■ Written instruction
Which lines in the entries below contain the word "spoon"? Show each of those lines in full, and treat uppercase and lowercase letters as different.

■ Data shown
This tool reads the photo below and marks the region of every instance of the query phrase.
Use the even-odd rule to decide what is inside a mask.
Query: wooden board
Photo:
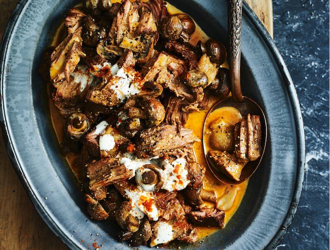
[[[0,0],[0,40],[18,2]],[[246,2],[272,37],[272,0]],[[2,133],[0,134],[0,250],[68,250],[42,220],[29,200],[12,166]]]

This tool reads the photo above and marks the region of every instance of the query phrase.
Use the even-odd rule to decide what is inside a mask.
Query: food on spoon
[[[222,122],[216,122],[211,126],[218,126],[219,130],[214,129],[211,132],[210,146],[213,150],[210,150],[208,155],[219,171],[238,182],[246,164],[260,157],[262,136],[260,118],[249,114],[235,124],[234,128],[228,126],[230,128],[226,128],[228,126]]]
[[[166,4],[84,0],[66,16],[64,40],[46,50],[40,69],[67,120],[64,148],[66,140],[76,148],[70,163],[87,212],[116,222],[118,240],[134,246],[194,242],[196,225],[223,228],[228,220],[216,208],[224,186],[208,186],[212,178],[196,156],[198,130],[185,126],[218,99],[212,94],[229,94],[219,86],[228,87],[220,68],[226,49],[208,38],[195,46],[198,27]],[[228,140],[216,136],[214,146]],[[240,200],[231,197],[224,207],[235,206],[234,199],[236,209]]]

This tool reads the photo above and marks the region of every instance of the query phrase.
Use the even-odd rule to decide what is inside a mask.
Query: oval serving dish
[[[228,48],[226,0],[168,2]],[[25,0],[16,7],[0,50],[1,126],[13,166],[31,200],[65,244],[74,250],[88,249],[96,242],[104,249],[130,249],[117,240],[116,226],[92,220],[86,212],[52,128],[46,84],[37,72],[64,14],[79,2]],[[299,102],[274,41],[244,2],[242,52],[242,92],[260,104],[269,124],[264,158],[224,230],[194,245],[174,242],[170,248],[272,249],[296,210],[305,160]]]

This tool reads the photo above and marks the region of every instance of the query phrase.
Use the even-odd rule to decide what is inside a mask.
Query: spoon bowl
[[[258,167],[262,161],[264,153],[266,146],[266,142],[267,140],[267,123],[266,118],[260,106],[252,100],[250,98],[244,96],[244,102],[235,102],[232,96],[228,97],[216,103],[208,113],[205,119],[204,126],[203,128],[203,149],[204,150],[204,155],[206,159],[206,163],[209,168],[213,173],[214,175],[222,182],[229,185],[236,185],[240,184],[246,180],[250,178],[254,172]],[[205,133],[206,132],[206,126],[208,124],[208,118],[210,117],[210,114],[214,110],[222,107],[231,106],[238,110],[241,114],[242,116],[246,116],[248,114],[256,114],[259,116],[260,118],[260,123],[262,128],[262,152],[260,157],[256,160],[254,162],[248,162],[242,170],[242,174],[240,178],[240,180],[236,181],[226,176],[218,170],[218,168],[215,164],[210,160],[208,156],[208,149],[206,146],[205,140]]]
[[[230,82],[232,96],[220,100],[214,105],[206,116],[203,128],[203,148],[206,161],[210,169],[216,178],[226,184],[239,184],[254,172],[261,162],[266,146],[267,140],[267,123],[266,118],[260,106],[248,98],[244,96],[240,88],[240,36],[242,30],[242,0],[229,0],[228,2],[228,34],[229,36],[229,72]],[[206,144],[206,127],[208,125],[208,118],[210,114],[222,107],[236,108],[242,116],[248,114],[259,116],[262,130],[262,152],[260,157],[254,161],[248,162],[243,168],[238,181],[228,177],[218,170],[215,164],[210,160]]]

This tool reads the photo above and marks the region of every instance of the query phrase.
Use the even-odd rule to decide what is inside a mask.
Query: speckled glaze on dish
[[[178,2],[169,1],[228,46],[225,0]],[[30,198],[64,242],[74,250],[88,249],[95,242],[104,249],[129,249],[117,241],[119,228],[110,226],[113,222],[92,220],[86,212],[52,125],[46,84],[36,71],[64,14],[78,2],[26,0],[14,10],[1,44],[1,126],[12,162]],[[194,245],[170,244],[170,248],[272,249],[296,210],[305,159],[296,90],[272,38],[244,3],[242,24],[242,91],[265,112],[268,142],[264,156],[225,229]]]

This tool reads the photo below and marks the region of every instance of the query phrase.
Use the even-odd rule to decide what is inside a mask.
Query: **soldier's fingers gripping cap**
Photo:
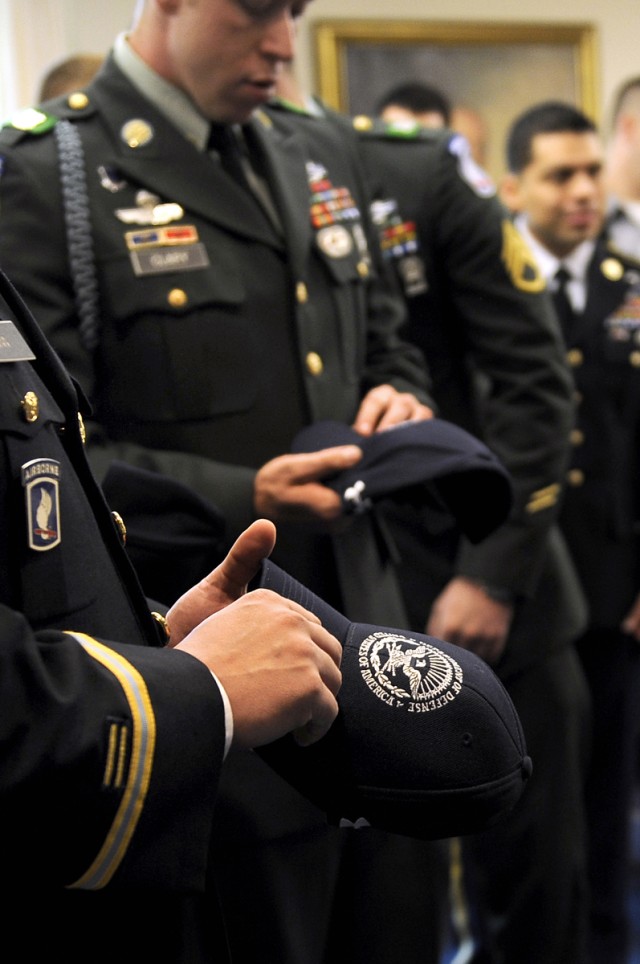
[[[341,422],[304,428],[293,451],[355,444],[362,459],[325,484],[342,496],[347,512],[366,511],[378,499],[408,499],[436,509],[472,542],[501,525],[513,502],[511,478],[480,439],[442,418],[402,422],[363,437]]]
[[[352,623],[269,560],[250,588],[259,586],[314,612],[343,647],[328,734],[257,751],[332,822],[437,839],[475,833],[514,807],[532,764],[486,663],[430,636]]]

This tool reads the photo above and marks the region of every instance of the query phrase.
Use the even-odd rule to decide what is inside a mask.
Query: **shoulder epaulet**
[[[368,114],[357,114],[351,123],[354,130],[364,136],[385,140],[424,141],[439,144],[451,137],[451,131],[444,127],[423,127],[417,121],[385,121]]]
[[[17,131],[20,136],[39,136],[52,130],[58,121],[93,113],[89,95],[75,90],[39,107],[17,111],[2,125],[4,130]]]

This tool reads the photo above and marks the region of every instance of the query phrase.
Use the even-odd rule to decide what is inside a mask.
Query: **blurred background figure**
[[[437,87],[421,81],[398,84],[380,98],[376,116],[391,124],[411,123],[421,127],[449,127],[469,142],[473,159],[484,165],[487,157],[487,125],[475,108],[451,104]]]
[[[590,118],[560,102],[532,107],[511,127],[507,161],[503,194],[553,292],[578,399],[560,525],[590,610],[578,640],[593,707],[587,960],[625,964],[640,666],[640,263],[602,231],[604,148]]]
[[[435,87],[419,81],[399,84],[378,101],[376,114],[389,123],[418,123],[422,127],[448,127],[451,105]]]
[[[449,127],[463,134],[469,142],[473,159],[482,167],[487,163],[487,125],[480,111],[466,104],[455,104],[451,110]]]
[[[640,259],[640,75],[620,87],[611,123],[606,154],[609,237],[616,248]]]

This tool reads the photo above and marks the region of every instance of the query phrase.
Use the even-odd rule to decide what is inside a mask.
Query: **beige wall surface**
[[[12,3],[16,0],[0,0]],[[25,0],[17,0],[22,6]],[[30,0],[33,3],[34,0]],[[42,0],[36,0],[40,3]],[[42,70],[62,56],[70,53],[89,51],[106,52],[113,37],[126,29],[131,22],[136,0],[56,0],[55,7],[61,17],[61,30],[57,34],[57,46],[50,50],[50,56],[42,57]],[[24,10],[24,6],[22,6]],[[571,5],[558,4],[557,0],[313,0],[300,23],[299,53],[297,70],[304,87],[318,92],[317,64],[315,63],[314,24],[319,21],[348,20],[362,21],[363,24],[376,20],[397,20],[413,24],[447,22],[460,24],[498,22],[505,24],[531,25],[580,25],[590,26],[595,37],[595,83],[594,114],[603,124],[606,133],[608,108],[614,91],[621,81],[632,74],[640,74],[640,0],[573,0]],[[24,32],[24,25],[22,32]],[[26,25],[28,30],[28,24]],[[62,37],[62,39],[61,39]],[[0,46],[2,40],[0,40]],[[17,94],[18,103],[2,104],[4,114],[9,109],[31,103],[41,72],[36,74],[33,52],[22,58]],[[17,68],[21,67],[19,51],[13,51]],[[446,52],[444,54],[446,57]],[[509,58],[497,67],[501,86],[514,90],[514,104],[519,108],[516,98],[518,80],[509,69]],[[405,78],[398,78],[405,79]],[[504,90],[501,91],[504,97]],[[522,99],[523,92],[518,96]],[[537,99],[537,91],[532,90],[532,100]],[[491,105],[487,105],[489,114]]]

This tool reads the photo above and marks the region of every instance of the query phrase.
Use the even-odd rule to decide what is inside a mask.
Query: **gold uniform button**
[[[189,300],[189,296],[182,288],[172,288],[167,295],[167,301],[172,308],[184,308]]]
[[[572,348],[571,351],[567,352],[567,361],[572,368],[579,368],[584,361],[584,355],[579,348]]]
[[[35,392],[27,392],[22,401],[22,414],[25,422],[37,422],[40,414],[40,402]]]
[[[89,106],[89,98],[84,91],[76,90],[73,94],[69,94],[67,104],[71,110],[84,110],[85,107]]]
[[[609,281],[620,281],[624,274],[624,266],[617,258],[605,258],[600,265],[600,270]]]
[[[124,519],[119,512],[112,512],[111,515],[113,516],[113,521],[116,524],[116,529],[120,533],[120,540],[124,546],[127,544],[127,527],[124,524]]]
[[[353,126],[357,131],[370,131],[373,127],[373,121],[366,114],[358,114],[357,117],[353,118]]]
[[[164,638],[166,642],[169,643],[171,641],[171,629],[169,628],[169,623],[167,622],[165,616],[163,616],[162,613],[156,613],[152,611],[151,617],[161,627],[164,633]]]
[[[324,371],[324,362],[317,351],[307,354],[307,371],[310,375],[321,375]]]
[[[574,489],[577,489],[579,486],[583,485],[584,472],[582,469],[570,469],[567,472],[567,482]]]

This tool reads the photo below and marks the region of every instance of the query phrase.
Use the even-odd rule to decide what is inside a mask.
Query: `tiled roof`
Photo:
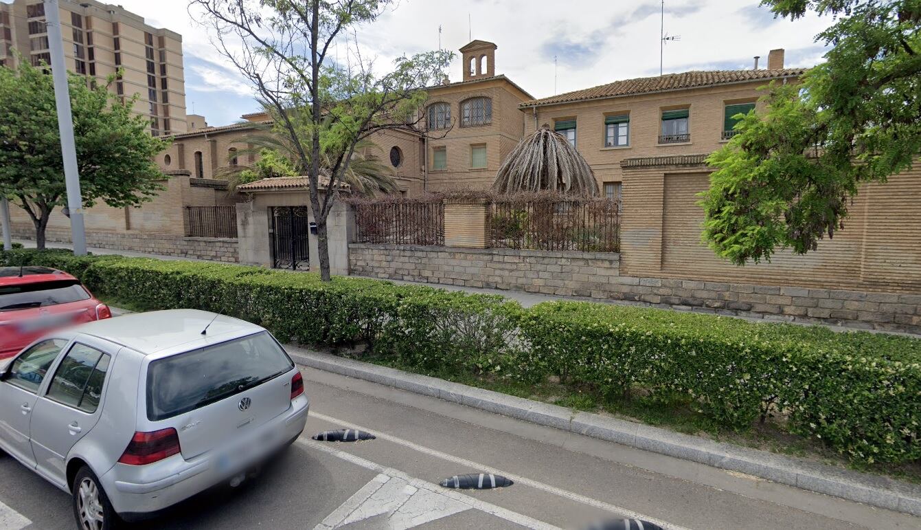
[[[603,100],[606,98],[647,94],[650,92],[665,92],[669,90],[695,88],[698,87],[741,83],[745,81],[767,81],[782,77],[796,77],[802,76],[805,72],[806,68],[785,68],[783,70],[695,70],[681,74],[667,74],[653,77],[637,77],[635,79],[614,81],[607,85],[525,101],[519,106],[537,107],[588,100]]]
[[[256,124],[268,124],[269,122],[242,122],[240,124],[231,124],[229,125],[219,125],[216,127],[204,127],[204,129],[197,129],[190,133],[177,133],[172,135],[172,138],[188,138],[190,136],[198,136],[201,135],[207,135],[209,133],[225,133],[227,131],[237,131],[242,129],[251,129]]]
[[[498,79],[504,79],[504,80],[507,81],[509,85],[511,85],[512,87],[515,87],[519,90],[521,90],[521,92],[523,92],[526,96],[528,96],[530,98],[533,98],[533,96],[531,96],[530,93],[528,93],[528,90],[525,90],[521,87],[519,87],[515,83],[515,81],[512,81],[511,79],[509,79],[508,77],[507,77],[504,74],[499,74],[497,76],[493,76],[492,77],[479,77],[479,78],[476,78],[476,79],[469,79],[467,81],[455,81],[453,83],[449,83],[447,85],[432,85],[431,87],[426,87],[426,90],[438,90],[440,88],[453,88],[454,87],[460,87],[460,86],[463,86],[463,85],[472,85],[474,83],[482,83],[484,81],[495,81],[495,80],[498,80]]]
[[[320,179],[321,189],[325,189],[330,183],[330,180],[324,177]],[[348,184],[340,183],[340,188],[347,189]],[[310,181],[307,177],[275,177],[273,179],[262,179],[254,183],[249,183],[237,186],[240,192],[268,192],[275,190],[308,190],[310,188]]]

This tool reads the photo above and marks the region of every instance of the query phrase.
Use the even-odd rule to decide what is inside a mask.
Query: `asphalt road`
[[[585,528],[642,516],[666,528],[921,528],[921,519],[305,370],[305,437],[255,480],[138,528]],[[374,441],[308,437],[360,428]],[[465,473],[511,487],[454,490]],[[30,522],[28,524],[27,522]],[[26,525],[28,524],[28,525]],[[0,527],[71,529],[70,498],[0,457]]]

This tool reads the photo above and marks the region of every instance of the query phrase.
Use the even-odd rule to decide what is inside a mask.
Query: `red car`
[[[110,317],[109,307],[65,272],[0,267],[0,359],[52,329]]]

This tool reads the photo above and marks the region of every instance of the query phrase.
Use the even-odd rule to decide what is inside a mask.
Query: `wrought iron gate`
[[[272,206],[272,266],[291,270],[310,268],[310,218],[307,206]]]

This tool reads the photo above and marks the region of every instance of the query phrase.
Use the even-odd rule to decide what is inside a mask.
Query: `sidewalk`
[[[16,242],[22,243],[23,245],[26,246],[26,248],[29,248],[29,247],[34,248],[34,246],[35,246],[35,242],[32,241],[30,241],[30,240],[13,240],[13,241],[16,241]],[[61,248],[61,249],[69,249],[69,248],[71,248],[70,247],[70,243],[59,243],[59,242],[48,242],[48,243],[46,243],[46,246],[48,248]],[[167,261],[208,262],[208,260],[201,260],[201,259],[195,259],[195,258],[184,258],[184,257],[179,257],[179,256],[168,256],[168,255],[163,255],[163,254],[145,253],[139,253],[139,252],[134,252],[134,251],[124,251],[124,250],[117,250],[117,249],[100,249],[100,248],[95,248],[95,247],[87,247],[87,251],[89,252],[90,253],[94,253],[94,254],[97,254],[97,255],[119,254],[119,255],[123,255],[123,256],[127,256],[127,257],[146,257],[146,258],[155,258],[155,259],[167,260]],[[228,264],[227,262],[208,262],[208,263],[222,263],[224,265],[236,265],[236,264]],[[653,306],[653,305],[650,305],[650,304],[647,304],[647,303],[645,303],[645,302],[635,302],[635,301],[624,301],[624,300],[598,300],[598,299],[578,298],[578,297],[571,297],[571,296],[570,297],[566,297],[566,296],[555,296],[555,295],[548,295],[548,294],[534,294],[534,293],[522,292],[522,291],[518,291],[518,290],[503,290],[503,289],[478,289],[478,288],[460,287],[460,286],[446,285],[446,284],[439,284],[439,283],[425,283],[425,282],[403,281],[403,280],[391,279],[391,278],[379,278],[379,277],[366,277],[366,276],[353,276],[352,277],[363,277],[363,278],[367,278],[367,279],[377,279],[377,280],[380,280],[380,281],[389,281],[391,283],[401,284],[401,285],[426,286],[426,287],[441,289],[449,290],[449,291],[463,291],[463,292],[475,293],[475,294],[496,295],[496,296],[504,297],[504,298],[506,298],[507,300],[518,301],[519,303],[521,304],[522,307],[532,307],[534,305],[537,305],[537,304],[544,302],[544,301],[558,301],[558,300],[562,300],[562,301],[590,301],[590,302],[595,302],[595,303],[610,303],[612,305],[632,305],[632,306],[652,307],[652,308],[656,307],[656,306]],[[663,309],[664,311],[675,311],[675,312],[687,311],[687,310],[678,310],[678,309],[673,309],[673,308],[672,309],[658,308],[658,309]],[[841,326],[841,325],[833,325],[833,324],[809,324],[809,323],[801,323],[801,322],[787,322],[787,321],[775,320],[775,319],[771,319],[771,318],[761,318],[761,317],[743,316],[743,315],[732,315],[732,316],[727,316],[726,318],[740,318],[742,320],[747,320],[747,321],[750,321],[750,322],[764,322],[764,323],[782,322],[782,323],[785,323],[785,324],[796,324],[796,325],[822,325],[822,326],[827,327],[827,328],[831,329],[832,331],[835,331],[835,332],[866,331],[868,333],[883,333],[883,334],[887,334],[887,335],[901,335],[901,336],[904,336],[921,337],[921,335],[917,335],[917,334],[900,333],[900,332],[894,332],[894,331],[879,331],[879,330],[871,330],[871,329],[862,330],[862,329],[857,329],[857,328],[854,328],[854,327],[846,327],[846,326]]]

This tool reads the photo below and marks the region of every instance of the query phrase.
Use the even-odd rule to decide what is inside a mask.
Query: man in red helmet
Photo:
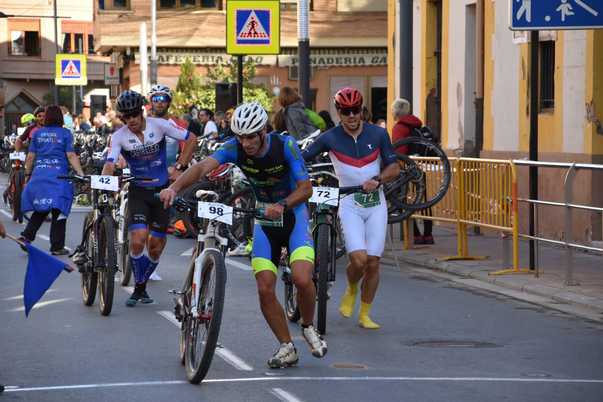
[[[328,152],[339,185],[362,186],[368,194],[356,193],[339,200],[339,215],[346,250],[350,257],[346,268],[347,290],[339,313],[352,316],[361,286],[358,321],[364,328],[379,326],[368,317],[379,285],[379,266],[385,244],[387,207],[381,183],[399,174],[397,159],[387,131],[361,119],[362,95],[354,88],[344,88],[335,96],[341,124],[324,133],[302,153],[305,161]],[[383,161],[385,168],[380,171]]]

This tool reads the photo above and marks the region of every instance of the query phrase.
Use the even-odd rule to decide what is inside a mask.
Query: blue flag
[[[23,286],[23,303],[27,317],[31,307],[44,295],[61,271],[65,269],[71,272],[73,268],[28,243],[25,246],[29,257]]]

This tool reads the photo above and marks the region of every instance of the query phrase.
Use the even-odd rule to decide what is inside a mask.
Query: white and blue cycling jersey
[[[145,120],[143,142],[127,125],[115,131],[111,137],[107,162],[117,163],[121,153],[130,165],[131,174],[153,178],[148,181],[136,181],[137,184],[143,187],[163,186],[169,178],[166,136],[186,141],[191,133],[171,121],[153,118],[146,118]]]

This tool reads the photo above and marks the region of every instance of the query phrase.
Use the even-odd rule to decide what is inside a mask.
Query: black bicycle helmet
[[[127,89],[117,97],[115,108],[121,113],[140,111],[142,108],[142,95],[136,91]]]

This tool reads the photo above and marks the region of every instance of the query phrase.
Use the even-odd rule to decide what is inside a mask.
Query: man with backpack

■ Task response
Query: food on spoon
Query: spoon bowl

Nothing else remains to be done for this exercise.